WRITTEN INSTRUCTION. Set down the whole listing verbatim.

Object position labeling entries

::::::

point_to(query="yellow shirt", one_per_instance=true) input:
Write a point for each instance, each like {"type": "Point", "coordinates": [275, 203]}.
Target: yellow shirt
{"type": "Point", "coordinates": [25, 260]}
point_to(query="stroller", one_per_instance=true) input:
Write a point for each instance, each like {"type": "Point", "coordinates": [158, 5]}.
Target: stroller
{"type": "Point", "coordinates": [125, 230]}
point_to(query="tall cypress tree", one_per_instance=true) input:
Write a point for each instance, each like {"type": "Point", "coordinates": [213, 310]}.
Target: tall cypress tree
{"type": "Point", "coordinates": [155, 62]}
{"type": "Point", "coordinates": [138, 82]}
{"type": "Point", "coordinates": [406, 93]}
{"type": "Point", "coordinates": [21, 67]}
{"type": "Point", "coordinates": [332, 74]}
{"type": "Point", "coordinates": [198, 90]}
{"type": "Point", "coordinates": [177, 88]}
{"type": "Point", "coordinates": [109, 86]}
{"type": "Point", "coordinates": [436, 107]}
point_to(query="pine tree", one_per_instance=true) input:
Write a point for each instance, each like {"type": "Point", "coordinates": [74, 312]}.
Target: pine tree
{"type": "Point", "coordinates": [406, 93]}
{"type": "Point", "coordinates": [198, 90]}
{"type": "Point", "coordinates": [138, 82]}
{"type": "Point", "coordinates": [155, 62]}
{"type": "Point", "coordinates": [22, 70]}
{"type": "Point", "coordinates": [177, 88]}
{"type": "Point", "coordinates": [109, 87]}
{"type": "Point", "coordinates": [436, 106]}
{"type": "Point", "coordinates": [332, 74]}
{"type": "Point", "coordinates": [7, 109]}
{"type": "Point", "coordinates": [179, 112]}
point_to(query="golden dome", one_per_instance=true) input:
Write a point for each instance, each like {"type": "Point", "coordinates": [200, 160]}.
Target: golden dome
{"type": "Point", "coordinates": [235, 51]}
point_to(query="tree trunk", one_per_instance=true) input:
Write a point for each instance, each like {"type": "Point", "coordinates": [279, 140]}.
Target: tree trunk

::::::

EXERCISE OUTPUT.
point_to(query="yellow shirt", one_per_instance=true) input:
Write a point for each instance, each like {"type": "Point", "coordinates": [275, 203]}.
Target: yellow shirt
{"type": "Point", "coordinates": [25, 260]}
point_to(query="stroller", one_per_instance=true) input:
Write a point for each instance, each like {"type": "Point", "coordinates": [158, 5]}.
Target: stroller
{"type": "Point", "coordinates": [125, 230]}
point_to(query="tall cypress tree", one_per_instance=true) input:
Write a point for each instance, each like {"type": "Point", "coordinates": [213, 310]}.
Target: tall cypress tree
{"type": "Point", "coordinates": [155, 62]}
{"type": "Point", "coordinates": [138, 82]}
{"type": "Point", "coordinates": [406, 93]}
{"type": "Point", "coordinates": [21, 67]}
{"type": "Point", "coordinates": [332, 74]}
{"type": "Point", "coordinates": [198, 90]}
{"type": "Point", "coordinates": [177, 88]}
{"type": "Point", "coordinates": [109, 86]}
{"type": "Point", "coordinates": [436, 107]}
point_to(query="pine tree", one_per_instance=true) input:
Write a point for each instance, each like {"type": "Point", "coordinates": [74, 312]}.
Target: pine tree
{"type": "Point", "coordinates": [406, 93]}
{"type": "Point", "coordinates": [198, 90]}
{"type": "Point", "coordinates": [138, 82]}
{"type": "Point", "coordinates": [155, 62]}
{"type": "Point", "coordinates": [22, 70]}
{"type": "Point", "coordinates": [177, 88]}
{"type": "Point", "coordinates": [109, 87]}
{"type": "Point", "coordinates": [436, 106]}
{"type": "Point", "coordinates": [332, 74]}
{"type": "Point", "coordinates": [7, 109]}
{"type": "Point", "coordinates": [179, 112]}
point_to(query="golden dome", one_per_instance=true) input:
Write a point for each instance, each like {"type": "Point", "coordinates": [200, 160]}.
Target: golden dome
{"type": "Point", "coordinates": [235, 51]}
point_to(query="tree trunk", one_per_instance=true) input:
Write a point for each instance, each like {"type": "Point", "coordinates": [279, 140]}.
Target: tree trunk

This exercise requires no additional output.